# [Work task]
What you need to produce from the material below is an exact transcription of the lines from the one with "Where can the car interior" through the one with "Where can the hood", both included, and no other line.

# [Records for the exercise]

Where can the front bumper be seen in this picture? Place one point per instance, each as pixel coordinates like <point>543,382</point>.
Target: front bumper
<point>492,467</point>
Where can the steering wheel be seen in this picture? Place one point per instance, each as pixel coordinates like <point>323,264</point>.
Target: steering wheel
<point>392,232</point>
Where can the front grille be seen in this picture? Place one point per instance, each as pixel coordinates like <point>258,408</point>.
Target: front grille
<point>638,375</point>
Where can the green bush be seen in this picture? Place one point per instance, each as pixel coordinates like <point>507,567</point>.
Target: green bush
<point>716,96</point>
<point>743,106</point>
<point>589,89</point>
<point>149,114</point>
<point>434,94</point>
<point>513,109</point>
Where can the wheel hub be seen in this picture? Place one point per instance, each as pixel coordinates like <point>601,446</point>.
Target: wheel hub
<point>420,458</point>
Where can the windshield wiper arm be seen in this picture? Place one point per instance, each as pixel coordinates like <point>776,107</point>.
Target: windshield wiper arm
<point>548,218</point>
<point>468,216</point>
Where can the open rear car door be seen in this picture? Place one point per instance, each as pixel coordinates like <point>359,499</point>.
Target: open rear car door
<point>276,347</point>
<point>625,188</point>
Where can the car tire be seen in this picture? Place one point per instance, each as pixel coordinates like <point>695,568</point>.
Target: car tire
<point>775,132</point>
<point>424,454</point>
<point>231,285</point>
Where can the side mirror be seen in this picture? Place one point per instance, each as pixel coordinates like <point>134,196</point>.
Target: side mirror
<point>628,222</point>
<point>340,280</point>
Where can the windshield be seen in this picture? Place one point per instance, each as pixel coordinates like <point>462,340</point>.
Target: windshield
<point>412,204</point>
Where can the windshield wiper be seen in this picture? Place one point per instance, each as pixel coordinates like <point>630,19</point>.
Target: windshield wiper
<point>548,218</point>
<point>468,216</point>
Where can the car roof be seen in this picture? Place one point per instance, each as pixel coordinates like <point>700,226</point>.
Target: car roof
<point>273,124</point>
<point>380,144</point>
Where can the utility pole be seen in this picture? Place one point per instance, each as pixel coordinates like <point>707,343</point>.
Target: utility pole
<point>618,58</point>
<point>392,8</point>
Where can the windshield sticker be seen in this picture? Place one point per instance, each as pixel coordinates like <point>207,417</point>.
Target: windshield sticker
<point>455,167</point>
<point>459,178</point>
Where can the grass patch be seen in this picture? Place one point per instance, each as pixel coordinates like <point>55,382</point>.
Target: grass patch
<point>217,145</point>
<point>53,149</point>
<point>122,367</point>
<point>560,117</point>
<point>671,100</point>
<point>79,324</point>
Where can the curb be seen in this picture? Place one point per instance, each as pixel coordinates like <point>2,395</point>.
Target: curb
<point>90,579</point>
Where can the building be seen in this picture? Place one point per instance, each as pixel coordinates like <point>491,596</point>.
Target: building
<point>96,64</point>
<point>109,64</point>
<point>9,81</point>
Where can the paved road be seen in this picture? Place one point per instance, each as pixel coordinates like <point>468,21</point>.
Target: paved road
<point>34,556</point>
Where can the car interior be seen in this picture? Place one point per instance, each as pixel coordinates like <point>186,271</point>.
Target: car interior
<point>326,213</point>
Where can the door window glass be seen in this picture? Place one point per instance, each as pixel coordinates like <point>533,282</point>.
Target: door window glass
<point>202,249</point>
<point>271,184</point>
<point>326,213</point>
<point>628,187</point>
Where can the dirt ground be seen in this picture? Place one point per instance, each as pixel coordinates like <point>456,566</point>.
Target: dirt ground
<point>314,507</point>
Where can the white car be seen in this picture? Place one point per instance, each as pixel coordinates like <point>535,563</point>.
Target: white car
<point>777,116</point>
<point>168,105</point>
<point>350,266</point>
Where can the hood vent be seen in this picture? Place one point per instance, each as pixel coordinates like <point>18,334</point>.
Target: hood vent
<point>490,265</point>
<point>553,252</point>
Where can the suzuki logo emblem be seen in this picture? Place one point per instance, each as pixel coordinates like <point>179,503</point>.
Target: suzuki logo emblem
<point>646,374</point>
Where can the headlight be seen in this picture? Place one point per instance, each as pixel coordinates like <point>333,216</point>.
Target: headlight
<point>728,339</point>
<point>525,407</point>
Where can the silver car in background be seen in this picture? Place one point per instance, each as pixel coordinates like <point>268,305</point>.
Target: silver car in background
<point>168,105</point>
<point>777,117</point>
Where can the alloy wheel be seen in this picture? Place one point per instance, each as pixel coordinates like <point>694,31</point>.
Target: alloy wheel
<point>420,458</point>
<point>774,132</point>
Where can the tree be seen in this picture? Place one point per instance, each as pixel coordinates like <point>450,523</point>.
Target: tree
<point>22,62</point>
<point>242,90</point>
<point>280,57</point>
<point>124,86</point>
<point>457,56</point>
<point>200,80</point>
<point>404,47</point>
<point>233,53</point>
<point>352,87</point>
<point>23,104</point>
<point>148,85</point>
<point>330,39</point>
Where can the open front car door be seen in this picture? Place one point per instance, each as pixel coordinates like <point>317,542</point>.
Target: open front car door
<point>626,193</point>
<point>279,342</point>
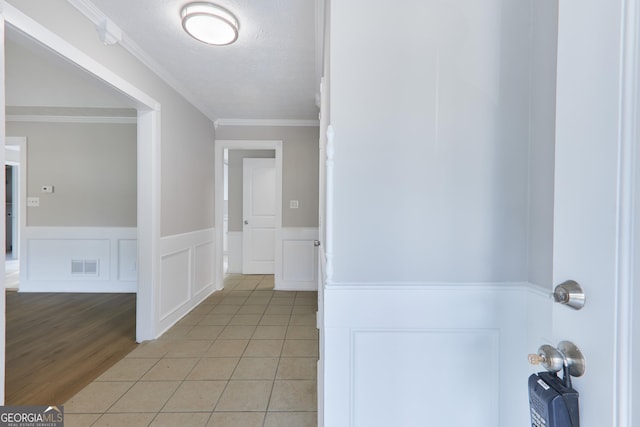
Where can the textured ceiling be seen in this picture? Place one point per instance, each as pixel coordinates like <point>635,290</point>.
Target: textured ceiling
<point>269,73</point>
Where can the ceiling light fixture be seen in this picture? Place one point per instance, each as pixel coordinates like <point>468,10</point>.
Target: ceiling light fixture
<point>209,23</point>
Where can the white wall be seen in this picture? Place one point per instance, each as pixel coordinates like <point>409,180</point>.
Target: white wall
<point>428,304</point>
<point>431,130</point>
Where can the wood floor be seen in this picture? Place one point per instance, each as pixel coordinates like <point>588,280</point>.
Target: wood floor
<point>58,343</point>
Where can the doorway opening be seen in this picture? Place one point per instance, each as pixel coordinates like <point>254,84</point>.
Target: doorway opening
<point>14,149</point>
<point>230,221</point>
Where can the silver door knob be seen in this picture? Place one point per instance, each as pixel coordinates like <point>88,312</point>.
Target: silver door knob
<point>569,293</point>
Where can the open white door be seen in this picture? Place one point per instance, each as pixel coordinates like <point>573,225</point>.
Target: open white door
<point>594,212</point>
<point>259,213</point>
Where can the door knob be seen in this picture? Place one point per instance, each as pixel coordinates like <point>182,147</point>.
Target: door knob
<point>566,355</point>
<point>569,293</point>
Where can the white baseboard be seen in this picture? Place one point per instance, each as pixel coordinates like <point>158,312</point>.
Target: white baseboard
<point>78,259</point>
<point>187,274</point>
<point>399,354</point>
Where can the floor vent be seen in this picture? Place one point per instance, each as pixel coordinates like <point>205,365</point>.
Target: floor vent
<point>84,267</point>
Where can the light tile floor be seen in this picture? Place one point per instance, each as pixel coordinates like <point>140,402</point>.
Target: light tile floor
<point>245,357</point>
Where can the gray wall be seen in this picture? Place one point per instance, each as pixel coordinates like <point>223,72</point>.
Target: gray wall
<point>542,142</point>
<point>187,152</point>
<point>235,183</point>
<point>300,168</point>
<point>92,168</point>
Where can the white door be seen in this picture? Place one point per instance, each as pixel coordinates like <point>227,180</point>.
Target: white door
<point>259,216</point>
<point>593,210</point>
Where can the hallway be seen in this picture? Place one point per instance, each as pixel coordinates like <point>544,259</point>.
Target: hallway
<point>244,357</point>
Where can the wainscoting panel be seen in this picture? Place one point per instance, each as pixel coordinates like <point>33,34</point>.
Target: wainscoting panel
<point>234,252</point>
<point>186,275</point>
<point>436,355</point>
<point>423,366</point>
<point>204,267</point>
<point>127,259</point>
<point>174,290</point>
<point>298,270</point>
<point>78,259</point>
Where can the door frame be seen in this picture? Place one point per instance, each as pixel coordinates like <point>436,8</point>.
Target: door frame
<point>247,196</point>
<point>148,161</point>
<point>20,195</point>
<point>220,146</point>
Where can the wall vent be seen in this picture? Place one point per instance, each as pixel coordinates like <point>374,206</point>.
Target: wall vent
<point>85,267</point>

...

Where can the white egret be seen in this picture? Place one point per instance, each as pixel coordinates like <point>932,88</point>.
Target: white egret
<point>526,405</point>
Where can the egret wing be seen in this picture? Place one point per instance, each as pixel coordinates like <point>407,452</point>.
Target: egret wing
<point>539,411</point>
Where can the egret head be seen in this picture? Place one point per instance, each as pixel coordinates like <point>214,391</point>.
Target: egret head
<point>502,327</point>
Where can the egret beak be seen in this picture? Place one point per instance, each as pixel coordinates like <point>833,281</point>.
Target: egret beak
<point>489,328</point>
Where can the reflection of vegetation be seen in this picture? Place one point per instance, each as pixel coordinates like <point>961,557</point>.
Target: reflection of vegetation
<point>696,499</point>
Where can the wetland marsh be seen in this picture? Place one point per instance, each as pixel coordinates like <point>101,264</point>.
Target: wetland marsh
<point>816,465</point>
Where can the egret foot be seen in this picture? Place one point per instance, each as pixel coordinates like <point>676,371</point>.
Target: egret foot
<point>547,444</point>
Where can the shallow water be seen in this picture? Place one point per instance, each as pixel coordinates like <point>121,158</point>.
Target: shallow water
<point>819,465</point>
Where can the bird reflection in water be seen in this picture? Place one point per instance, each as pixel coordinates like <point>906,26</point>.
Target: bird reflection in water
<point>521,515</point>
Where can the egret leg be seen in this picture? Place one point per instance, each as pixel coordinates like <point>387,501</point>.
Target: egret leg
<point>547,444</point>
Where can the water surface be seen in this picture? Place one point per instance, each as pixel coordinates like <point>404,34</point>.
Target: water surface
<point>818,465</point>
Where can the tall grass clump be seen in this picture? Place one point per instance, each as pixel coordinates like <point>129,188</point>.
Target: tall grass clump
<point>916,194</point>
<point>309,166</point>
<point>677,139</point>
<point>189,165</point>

...

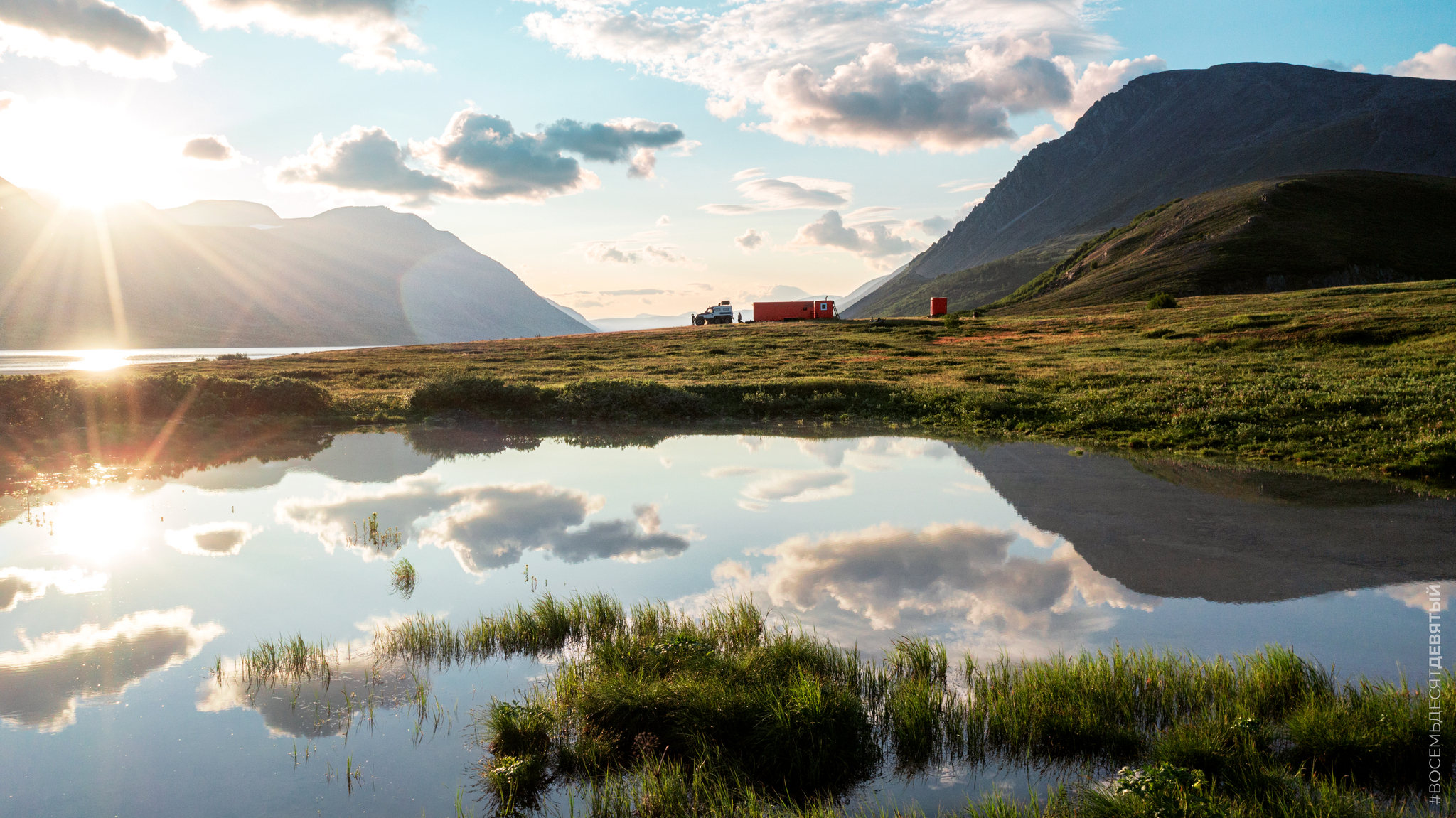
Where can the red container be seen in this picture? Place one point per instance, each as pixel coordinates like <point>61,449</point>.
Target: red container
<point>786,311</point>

# [Problem solution]
Where can the car interior be seen in this picture? Place one point per instance, each as pixel coordinates like <point>186,271</point>.
Target: car interior
<point>326,213</point>
Where can the door window glass be seen in this picture? Place one point per instance, each as pixel coordinates like <point>533,282</point>.
Target: door window glass
<point>202,249</point>
<point>271,184</point>
<point>326,213</point>
<point>628,187</point>
Where can the dirt ground be seen in this picture? Place one point per instance, each as pixel coordinates like <point>456,566</point>.
Target: dirt ground
<point>314,507</point>
Where can the white car be seen in this picture? Place one point per instance, each as pixel coordinates like <point>535,563</point>.
Target: white car
<point>777,116</point>
<point>168,105</point>
<point>350,266</point>
Where can the hood vent be seen in this picture? Place one point per instance, each as pixel coordinates like <point>18,334</point>.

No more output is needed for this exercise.